━━━━━ Document text

Hamlet in Lincolnshire, England

Casthorpe is hamlet in the civil parish of Barrowby and the South Kesteven District of Lincolnshire, England. It is 23 mi south-southwest from the city and county town of Lincoln, 3 mi west from Grantham town centre, and 1 mi west from Barrowby village.

==History==
There are two medieval sites at Casthorpe, defining the two former settlements of East and West Casthorpe, both recorded in 14th-century subsidy rolls. East Casthorpe, with no evidence apart from earlier maps, was sited at or around Casthorpe Lodge. West Casthorpe, was sited at Casthorpe House Farm, evidenced by aerial photographs faintly showing earthworks, enclosures, ridges and furrows, cropmarks, a possible moat, and possible crofts. Both settlements are mentioned in the Domesday Book, listed as "Caschingetorp", "Chaschingetorp", "Chaschintorp" and "Kaschingetorp" as four probable manors covering the Casthorpe settlement.

Kelly's Directory listed, as the only trades in Casthorpe, three farmers in 1855, two farmers in 1885, and one farmer in 1933. The 1872 White's Directory listed three farmers who were also graziers.

In 2002 Charles Richard Ferens of Casthorpe Lodge became High Sheriff of Lincolnshire.

━━━━━━━━━━
━━━━━ Information provided

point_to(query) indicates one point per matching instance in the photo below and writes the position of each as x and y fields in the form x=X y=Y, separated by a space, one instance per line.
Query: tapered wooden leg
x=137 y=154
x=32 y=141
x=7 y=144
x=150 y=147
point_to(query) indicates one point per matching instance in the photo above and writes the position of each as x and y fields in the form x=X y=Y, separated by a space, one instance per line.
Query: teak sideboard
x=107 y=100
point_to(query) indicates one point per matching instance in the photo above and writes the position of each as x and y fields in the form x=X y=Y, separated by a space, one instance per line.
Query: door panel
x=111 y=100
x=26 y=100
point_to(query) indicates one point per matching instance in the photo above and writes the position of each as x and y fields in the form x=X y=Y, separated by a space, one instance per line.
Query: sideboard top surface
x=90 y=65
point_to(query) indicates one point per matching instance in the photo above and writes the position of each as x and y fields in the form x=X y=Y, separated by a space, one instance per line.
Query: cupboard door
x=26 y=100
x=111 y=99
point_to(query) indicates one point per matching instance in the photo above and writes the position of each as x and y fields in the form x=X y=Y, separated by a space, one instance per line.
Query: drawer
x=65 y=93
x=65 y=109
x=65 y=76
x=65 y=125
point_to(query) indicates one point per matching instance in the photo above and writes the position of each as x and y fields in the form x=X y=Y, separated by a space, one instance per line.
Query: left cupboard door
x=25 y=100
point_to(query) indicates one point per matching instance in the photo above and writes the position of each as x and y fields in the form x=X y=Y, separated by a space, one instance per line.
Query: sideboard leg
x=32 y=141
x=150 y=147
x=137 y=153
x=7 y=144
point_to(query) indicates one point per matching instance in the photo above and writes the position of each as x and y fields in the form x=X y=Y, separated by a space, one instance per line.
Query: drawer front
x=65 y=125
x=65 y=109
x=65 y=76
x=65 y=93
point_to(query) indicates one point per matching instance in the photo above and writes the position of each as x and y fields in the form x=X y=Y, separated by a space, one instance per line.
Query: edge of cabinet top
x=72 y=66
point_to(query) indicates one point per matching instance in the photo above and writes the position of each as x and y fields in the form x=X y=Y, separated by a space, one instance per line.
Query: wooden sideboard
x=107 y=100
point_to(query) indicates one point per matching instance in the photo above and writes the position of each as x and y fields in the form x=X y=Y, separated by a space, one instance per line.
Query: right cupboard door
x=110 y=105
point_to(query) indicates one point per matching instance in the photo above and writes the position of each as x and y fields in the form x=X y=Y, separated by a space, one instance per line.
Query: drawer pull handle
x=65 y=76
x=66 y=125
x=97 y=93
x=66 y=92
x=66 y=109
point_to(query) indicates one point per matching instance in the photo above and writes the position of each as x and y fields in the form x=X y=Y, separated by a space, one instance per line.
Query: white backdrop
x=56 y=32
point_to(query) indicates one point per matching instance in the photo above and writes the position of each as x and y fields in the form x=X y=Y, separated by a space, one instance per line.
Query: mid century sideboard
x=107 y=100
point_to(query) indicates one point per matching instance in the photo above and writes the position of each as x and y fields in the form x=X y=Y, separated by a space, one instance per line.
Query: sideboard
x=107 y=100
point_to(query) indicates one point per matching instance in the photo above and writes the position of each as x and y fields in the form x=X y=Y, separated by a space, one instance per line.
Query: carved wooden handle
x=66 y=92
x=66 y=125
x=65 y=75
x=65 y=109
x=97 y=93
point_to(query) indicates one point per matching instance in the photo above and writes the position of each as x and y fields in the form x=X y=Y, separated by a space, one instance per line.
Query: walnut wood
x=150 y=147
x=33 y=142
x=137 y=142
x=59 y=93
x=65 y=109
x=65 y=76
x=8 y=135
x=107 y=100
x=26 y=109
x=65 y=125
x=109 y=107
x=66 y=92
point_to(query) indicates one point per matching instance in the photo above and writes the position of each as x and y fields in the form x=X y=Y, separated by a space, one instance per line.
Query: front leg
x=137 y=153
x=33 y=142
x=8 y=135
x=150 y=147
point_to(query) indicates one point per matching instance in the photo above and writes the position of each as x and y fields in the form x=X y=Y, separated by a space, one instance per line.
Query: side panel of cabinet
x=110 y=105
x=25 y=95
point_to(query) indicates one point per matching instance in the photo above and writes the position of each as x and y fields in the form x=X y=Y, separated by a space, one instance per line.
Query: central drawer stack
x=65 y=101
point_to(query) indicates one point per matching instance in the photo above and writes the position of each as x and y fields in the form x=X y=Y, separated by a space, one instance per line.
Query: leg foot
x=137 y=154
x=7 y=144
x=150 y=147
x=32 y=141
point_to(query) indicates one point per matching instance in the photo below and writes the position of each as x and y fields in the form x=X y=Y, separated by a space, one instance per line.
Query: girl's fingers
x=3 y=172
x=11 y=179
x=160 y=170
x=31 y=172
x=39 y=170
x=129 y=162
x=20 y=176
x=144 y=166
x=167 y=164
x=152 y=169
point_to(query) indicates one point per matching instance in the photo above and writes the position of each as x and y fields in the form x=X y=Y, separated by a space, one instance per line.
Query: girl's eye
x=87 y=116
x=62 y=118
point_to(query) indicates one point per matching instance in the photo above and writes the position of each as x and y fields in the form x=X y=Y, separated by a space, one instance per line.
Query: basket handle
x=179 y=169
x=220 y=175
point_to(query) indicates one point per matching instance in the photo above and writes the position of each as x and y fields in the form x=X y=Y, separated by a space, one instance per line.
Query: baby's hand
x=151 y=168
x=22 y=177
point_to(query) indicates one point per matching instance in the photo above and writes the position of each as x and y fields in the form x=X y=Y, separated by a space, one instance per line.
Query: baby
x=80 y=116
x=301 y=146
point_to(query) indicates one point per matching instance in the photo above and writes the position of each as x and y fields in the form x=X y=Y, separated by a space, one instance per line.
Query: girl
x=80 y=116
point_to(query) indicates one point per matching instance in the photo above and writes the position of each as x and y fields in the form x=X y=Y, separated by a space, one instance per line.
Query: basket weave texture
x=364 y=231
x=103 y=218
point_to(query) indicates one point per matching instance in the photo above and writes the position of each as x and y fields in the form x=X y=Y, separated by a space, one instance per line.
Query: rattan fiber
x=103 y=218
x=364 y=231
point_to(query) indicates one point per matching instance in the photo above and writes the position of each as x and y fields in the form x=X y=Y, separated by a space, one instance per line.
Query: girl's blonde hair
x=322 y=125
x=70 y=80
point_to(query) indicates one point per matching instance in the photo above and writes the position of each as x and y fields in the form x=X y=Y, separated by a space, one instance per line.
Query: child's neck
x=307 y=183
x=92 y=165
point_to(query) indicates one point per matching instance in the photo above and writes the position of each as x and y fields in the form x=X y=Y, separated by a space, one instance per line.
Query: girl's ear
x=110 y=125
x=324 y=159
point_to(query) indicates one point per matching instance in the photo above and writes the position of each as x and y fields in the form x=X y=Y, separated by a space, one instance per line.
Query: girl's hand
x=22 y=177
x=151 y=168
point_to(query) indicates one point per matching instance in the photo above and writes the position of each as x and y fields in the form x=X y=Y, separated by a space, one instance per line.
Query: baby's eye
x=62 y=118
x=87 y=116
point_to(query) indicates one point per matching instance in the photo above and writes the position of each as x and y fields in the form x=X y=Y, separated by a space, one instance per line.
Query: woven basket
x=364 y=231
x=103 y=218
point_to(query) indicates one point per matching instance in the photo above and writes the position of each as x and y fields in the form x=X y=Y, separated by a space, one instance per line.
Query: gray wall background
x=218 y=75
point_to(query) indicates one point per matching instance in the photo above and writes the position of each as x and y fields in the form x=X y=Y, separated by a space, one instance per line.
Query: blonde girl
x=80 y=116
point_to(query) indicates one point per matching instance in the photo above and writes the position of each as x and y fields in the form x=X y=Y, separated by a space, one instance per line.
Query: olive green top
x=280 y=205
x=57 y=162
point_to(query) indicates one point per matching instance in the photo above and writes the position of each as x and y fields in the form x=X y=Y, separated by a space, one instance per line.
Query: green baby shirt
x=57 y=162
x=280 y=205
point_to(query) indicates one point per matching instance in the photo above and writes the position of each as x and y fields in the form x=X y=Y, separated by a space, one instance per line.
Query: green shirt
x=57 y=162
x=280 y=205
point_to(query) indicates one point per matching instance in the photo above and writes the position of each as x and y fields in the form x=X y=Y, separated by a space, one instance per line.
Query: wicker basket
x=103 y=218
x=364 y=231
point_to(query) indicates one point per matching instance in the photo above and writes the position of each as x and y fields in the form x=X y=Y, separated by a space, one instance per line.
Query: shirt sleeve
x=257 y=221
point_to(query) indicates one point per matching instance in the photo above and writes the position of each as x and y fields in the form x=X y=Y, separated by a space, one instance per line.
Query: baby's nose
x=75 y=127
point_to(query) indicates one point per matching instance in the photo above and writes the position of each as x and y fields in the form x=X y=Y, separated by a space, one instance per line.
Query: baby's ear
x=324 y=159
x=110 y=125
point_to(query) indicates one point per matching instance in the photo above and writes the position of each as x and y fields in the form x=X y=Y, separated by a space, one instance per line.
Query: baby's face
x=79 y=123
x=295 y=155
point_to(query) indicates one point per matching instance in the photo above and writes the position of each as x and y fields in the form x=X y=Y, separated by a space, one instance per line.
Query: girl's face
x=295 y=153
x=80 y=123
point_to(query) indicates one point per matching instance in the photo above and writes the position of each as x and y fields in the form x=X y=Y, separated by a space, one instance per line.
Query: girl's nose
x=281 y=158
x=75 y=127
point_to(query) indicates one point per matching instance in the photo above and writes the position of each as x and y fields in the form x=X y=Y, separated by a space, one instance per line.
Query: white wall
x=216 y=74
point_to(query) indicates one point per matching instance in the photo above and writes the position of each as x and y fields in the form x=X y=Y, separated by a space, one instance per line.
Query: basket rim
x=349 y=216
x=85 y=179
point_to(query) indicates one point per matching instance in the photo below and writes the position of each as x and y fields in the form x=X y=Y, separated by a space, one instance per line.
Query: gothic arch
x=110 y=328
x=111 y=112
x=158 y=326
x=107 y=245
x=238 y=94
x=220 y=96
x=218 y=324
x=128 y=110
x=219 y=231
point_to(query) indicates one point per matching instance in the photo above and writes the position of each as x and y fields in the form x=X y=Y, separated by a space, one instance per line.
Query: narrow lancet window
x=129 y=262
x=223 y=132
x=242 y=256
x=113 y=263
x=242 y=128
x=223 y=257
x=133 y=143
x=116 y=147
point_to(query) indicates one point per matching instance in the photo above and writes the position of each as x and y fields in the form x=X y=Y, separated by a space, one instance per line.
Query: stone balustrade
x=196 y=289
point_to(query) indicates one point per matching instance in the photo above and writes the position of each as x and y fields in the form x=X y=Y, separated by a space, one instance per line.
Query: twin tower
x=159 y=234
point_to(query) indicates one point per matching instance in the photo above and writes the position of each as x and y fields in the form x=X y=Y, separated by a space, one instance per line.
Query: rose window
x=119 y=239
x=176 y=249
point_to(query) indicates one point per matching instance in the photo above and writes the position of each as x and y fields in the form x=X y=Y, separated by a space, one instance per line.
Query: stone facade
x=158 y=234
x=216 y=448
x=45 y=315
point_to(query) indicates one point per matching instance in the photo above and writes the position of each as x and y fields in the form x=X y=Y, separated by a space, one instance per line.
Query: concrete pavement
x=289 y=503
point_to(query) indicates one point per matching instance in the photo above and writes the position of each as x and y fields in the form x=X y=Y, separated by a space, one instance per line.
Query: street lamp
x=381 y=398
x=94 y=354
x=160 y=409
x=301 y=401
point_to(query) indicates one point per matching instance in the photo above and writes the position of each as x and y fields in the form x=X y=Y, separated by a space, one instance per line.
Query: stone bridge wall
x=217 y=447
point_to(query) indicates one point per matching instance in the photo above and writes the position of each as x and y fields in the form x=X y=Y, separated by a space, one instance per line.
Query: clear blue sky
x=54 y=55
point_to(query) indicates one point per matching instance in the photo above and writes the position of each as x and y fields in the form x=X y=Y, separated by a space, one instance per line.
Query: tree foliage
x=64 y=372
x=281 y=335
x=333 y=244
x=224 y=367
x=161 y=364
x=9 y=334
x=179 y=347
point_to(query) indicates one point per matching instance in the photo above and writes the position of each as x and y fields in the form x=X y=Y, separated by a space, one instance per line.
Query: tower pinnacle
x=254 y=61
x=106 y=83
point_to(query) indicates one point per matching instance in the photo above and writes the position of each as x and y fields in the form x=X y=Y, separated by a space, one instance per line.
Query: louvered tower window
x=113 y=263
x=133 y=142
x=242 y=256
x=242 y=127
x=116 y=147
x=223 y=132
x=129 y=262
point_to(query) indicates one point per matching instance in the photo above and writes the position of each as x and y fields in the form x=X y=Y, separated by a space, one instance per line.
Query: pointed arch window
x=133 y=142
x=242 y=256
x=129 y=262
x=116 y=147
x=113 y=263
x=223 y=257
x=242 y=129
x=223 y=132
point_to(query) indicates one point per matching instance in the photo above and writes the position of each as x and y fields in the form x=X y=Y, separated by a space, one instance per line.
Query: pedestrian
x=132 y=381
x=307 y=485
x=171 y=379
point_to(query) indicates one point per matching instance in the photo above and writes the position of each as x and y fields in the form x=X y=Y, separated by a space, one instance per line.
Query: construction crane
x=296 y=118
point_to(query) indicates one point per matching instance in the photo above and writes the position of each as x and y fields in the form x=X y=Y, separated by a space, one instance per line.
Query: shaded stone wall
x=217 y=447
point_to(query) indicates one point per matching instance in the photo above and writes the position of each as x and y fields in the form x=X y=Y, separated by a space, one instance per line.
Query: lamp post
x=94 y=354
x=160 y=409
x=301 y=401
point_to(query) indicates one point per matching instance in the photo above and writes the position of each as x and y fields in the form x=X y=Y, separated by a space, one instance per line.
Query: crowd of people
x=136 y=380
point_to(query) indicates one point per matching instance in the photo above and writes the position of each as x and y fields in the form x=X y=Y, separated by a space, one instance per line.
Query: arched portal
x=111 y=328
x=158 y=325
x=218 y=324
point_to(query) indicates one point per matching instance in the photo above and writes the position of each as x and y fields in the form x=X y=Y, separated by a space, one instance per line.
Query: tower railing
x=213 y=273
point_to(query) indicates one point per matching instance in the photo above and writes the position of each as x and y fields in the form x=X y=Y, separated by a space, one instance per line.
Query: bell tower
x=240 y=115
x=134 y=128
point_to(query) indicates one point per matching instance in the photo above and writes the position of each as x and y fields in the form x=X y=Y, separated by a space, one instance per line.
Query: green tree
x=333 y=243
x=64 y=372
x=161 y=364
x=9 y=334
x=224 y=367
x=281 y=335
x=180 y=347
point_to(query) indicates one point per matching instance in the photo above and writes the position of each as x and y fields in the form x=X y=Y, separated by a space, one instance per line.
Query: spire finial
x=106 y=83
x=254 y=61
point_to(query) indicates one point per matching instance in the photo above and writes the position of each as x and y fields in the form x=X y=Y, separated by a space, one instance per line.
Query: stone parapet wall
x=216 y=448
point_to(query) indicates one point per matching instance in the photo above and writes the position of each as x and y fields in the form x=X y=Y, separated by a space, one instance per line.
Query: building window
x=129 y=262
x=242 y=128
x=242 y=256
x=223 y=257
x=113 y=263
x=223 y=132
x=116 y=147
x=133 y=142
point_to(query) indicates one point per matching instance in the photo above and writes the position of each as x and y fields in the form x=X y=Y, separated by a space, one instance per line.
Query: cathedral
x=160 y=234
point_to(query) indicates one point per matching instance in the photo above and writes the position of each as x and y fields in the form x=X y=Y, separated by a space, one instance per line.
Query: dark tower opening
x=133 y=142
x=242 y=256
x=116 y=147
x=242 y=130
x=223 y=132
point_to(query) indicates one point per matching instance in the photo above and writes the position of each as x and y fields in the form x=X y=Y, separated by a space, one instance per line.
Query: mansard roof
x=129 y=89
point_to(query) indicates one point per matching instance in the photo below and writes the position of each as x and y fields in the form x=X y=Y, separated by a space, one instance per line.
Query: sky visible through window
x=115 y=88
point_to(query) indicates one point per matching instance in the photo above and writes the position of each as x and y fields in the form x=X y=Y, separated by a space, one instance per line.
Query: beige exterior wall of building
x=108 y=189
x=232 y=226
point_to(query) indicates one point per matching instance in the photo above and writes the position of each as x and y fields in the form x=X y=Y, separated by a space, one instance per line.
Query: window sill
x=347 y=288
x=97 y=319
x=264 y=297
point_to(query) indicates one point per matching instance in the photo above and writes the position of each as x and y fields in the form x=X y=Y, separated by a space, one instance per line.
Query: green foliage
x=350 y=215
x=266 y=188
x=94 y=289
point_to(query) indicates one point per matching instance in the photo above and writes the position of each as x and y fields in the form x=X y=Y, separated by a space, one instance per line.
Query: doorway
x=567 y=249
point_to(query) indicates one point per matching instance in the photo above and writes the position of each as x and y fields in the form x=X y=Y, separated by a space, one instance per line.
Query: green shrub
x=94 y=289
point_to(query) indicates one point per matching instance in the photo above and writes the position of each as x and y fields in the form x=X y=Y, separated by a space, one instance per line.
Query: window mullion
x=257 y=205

━━━━━━━━━━

Exercise prompt:
Reproduce the full text about Casthorpe verbatim, from its opening line to its final sentence.

Solved exercise:
Hamlet in Lincolnshire, England

Casthorpe is hamlet in the civil parish of Barrowby and the South Kesteven District of Lincolnshire, England. It is 23 mi south-southwest from the city and county town of Lincoln, 3 mi west from Grantham town centre, and 1 mi west from Barrowby village.

==History==
There are two medieval sites at Casthorpe, defining the two former settlements of East and West Casthorpe, both recorded in 14th-century subsidy rolls. East Casthorpe, with no evidence apart from earlier maps, was sited at or around Casthorpe Lodge. West Casthorpe, was sited at Casthorpe House Farm, evidenced by aerial photographs faintly showing earthworks, enclosures, ridges and furrows, cropmarks, a possible moat, and possible crofts. Both settlements are mentioned in the Domesday Book, listed as "Caschingetorp", "Chaschingetorp", "Chaschintorp" and "Kaschingetorp" as four probable manors covering the Casthorpe settlement.

Kelly's Directory listed, as the only trades in Casthorpe, three farmers in 1855, two farmers in 1885, and one farmer in 1933. The 1872 White's Directory listed three farmers who were also graziers.

In 2002 Charles Richard Ferens of Casthorpe Lodge became High Sheriff of Lincolnshire.